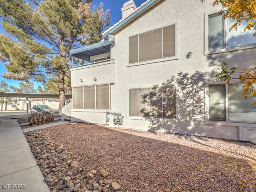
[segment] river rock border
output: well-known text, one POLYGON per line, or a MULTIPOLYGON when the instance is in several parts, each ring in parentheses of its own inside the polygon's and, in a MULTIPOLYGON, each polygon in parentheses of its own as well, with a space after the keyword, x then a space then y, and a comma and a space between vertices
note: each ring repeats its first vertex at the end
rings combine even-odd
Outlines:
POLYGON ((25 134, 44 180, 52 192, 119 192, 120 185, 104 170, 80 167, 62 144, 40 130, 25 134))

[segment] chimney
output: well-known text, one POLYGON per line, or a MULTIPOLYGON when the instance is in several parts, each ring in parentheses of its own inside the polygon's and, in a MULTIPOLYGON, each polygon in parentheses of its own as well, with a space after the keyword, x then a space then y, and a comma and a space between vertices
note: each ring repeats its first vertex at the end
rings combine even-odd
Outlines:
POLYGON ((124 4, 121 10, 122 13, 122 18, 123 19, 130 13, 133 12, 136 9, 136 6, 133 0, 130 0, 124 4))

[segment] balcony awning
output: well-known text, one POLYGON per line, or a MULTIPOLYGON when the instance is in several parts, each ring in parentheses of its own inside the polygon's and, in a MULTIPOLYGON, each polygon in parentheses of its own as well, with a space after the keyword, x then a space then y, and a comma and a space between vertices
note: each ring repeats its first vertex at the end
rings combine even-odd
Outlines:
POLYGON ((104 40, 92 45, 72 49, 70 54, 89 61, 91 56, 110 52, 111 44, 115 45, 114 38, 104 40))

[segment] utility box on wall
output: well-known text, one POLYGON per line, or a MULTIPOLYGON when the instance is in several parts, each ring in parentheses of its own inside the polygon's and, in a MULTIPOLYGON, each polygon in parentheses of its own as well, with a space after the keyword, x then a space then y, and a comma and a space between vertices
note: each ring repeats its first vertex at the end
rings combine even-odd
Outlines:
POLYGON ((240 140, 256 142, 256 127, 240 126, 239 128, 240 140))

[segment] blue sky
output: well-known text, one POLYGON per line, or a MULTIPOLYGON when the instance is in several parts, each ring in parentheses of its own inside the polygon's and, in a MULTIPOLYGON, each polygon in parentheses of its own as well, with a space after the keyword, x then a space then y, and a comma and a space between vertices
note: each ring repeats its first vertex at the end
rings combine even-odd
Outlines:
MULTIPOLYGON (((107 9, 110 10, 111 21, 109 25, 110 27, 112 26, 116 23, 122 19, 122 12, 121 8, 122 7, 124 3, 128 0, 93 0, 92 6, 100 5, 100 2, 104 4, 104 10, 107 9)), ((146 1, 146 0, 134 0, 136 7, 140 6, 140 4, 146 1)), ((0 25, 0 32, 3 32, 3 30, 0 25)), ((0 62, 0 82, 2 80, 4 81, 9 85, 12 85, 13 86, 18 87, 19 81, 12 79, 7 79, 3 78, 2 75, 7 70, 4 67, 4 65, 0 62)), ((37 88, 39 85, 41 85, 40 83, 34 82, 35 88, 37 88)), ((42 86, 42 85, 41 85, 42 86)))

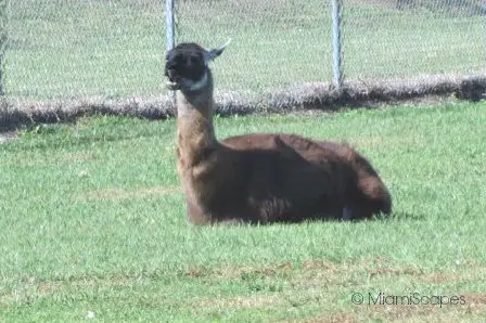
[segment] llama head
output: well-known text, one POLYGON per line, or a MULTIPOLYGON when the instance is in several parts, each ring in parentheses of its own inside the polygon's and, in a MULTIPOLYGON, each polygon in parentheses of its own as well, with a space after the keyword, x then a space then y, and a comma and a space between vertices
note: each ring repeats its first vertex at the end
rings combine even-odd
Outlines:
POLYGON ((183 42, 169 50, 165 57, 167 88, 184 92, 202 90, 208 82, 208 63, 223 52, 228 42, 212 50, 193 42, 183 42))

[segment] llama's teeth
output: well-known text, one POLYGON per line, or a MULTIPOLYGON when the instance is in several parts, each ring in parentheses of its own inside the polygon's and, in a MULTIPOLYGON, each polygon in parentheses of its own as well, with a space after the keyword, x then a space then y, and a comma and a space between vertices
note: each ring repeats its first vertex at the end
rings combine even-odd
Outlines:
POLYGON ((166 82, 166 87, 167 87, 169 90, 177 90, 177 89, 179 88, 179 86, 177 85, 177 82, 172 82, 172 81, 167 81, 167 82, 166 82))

◆ **Exercise directions**
Render the data from the line with "[segment] balcony awning" to the line with "POLYGON ((104 40, 92", both lines included, as a Markdown table with a Row column that numbers each entry and a Line column that holds the text. Skip any blank lines.

◆ **Completed task**
| Row | Line |
|---|---|
| 1 | [segment] balcony awning |
| 2 | output: well-known text, one POLYGON per line, or a MULTIPOLYGON when the instance is in several parts, each ring in parentheses of its own inside the polygon's and, in a MULTIPOLYGON, each polygon in parentheses of its own as well, with a space after the keyword, x then a space then y, and a comma and a space between vertices |
| 3 | note: each ring repeats its first vertex at the end |
| 4 | rings combine even-odd |
| 5 | Outlines: |
| 6 | POLYGON ((104 40, 92 45, 72 49, 70 54, 89 61, 91 56, 110 52, 111 44, 115 45, 114 38, 104 40)) |